● **Bagian Teks**
· · ·

Widget HTML #1

Asuhan Keperawatan (Askep) Pasien dengan Anemia

BLOGPERAWAT.NET - Selamat bertemu kembali di blog ini, sekarang kita akan belajar tentang asuhan keperawatan pada pasien dengan anemia. Simak ulasannya di bawah ini.

Pengertian Anemia

Anemia adalah keadaan dimana rendahnya jumlah sel darah merah dan kadar hemoglobin (hb) sehingga hematokrit (HT)/viskositas darah menjadi encer. Anemia menunjukkan suatu gejala penyakit atau perubahan fungsi tubuh bukan suatu penyakit.

Para ahli juga mendefinisikan anemia sebagai berikut:
  • Anemia didefinisikan sebagai konsentrasi hemoglobin (Hb) yang rendah dalam darah (WHO,2015).
  • National Institute of Health(NIH) Amerika 2011 menyatakan bahwa anemia terjadi ketika tubuh tidak memiliki jumlah sel darah merah yang cukup (Fikawati, Syafiq, & Veretamala, 2017).

· · ·

(Entri koleksi)
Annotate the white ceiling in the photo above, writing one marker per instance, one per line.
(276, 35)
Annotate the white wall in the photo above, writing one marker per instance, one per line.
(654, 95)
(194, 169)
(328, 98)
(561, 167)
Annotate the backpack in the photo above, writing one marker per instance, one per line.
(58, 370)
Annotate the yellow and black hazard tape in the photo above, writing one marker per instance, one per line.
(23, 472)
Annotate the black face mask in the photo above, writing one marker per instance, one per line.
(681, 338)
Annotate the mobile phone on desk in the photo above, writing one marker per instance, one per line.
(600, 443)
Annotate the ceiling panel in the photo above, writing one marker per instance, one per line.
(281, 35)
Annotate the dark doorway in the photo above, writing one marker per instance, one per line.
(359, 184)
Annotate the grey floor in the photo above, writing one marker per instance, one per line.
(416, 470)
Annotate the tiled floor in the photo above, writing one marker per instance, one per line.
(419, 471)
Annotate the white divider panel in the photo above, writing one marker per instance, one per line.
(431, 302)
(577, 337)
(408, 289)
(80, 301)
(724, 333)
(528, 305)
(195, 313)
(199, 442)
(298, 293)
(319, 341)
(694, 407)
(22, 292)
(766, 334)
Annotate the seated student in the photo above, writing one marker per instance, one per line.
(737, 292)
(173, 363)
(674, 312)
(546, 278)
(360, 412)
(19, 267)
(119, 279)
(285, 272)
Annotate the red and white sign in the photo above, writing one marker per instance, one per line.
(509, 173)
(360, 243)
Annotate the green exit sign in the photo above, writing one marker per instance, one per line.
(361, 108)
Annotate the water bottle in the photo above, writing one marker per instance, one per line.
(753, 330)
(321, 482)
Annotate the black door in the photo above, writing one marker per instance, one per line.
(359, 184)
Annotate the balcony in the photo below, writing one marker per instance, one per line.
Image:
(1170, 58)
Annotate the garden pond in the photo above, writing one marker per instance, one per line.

· · ·

● **Ketentuan Latihan**
Cetak ulang tanpa perubahan bagian teks tentang anemia, mulai dari "Asuhan Keperawatan (Askep)" dan terus sampai "bukan suatu penyakit.". Baris-baris data di atas tidak berperan dalam latihan ini.

● **Jawaban Latihan**
Asuhan Keperawatan (Askep) Pasien dengan Anemia

BLOGPERAWAT.NET - Selamat bertemu kembali di blog ini, sekarang kita akan belajar tentang asuhan keperawatan pada pasien dengan anemia. Simak ulasannya di bawah ini.

Pengertian Anemia

Anemia adalah keadaan dimana rendahnya jumlah sel darah merah dan kadar hemoglobin (hb) sehingga hematokrit (HT)/viskositas darah menjadi encer. Anemia menunjukkan suatu gejala penyakit atau perubahan fungsi tubuh bukan suatu penyakit.